--- Begin Input ---

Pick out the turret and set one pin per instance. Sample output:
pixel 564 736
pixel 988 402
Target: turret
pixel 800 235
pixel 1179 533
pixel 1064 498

--- End Input ---

▶ Task prompt:
Rewrite all the material above as a JSON array of strings, with each line as its own string and blank lines left out.

▶ Exercise answer:
[
  "Pick out the turret and set one pin per instance. Sample output:",
  "pixel 564 736",
  "pixel 988 402",
  "Target: turret",
  "pixel 800 235",
  "pixel 1179 533",
  "pixel 1064 498"
]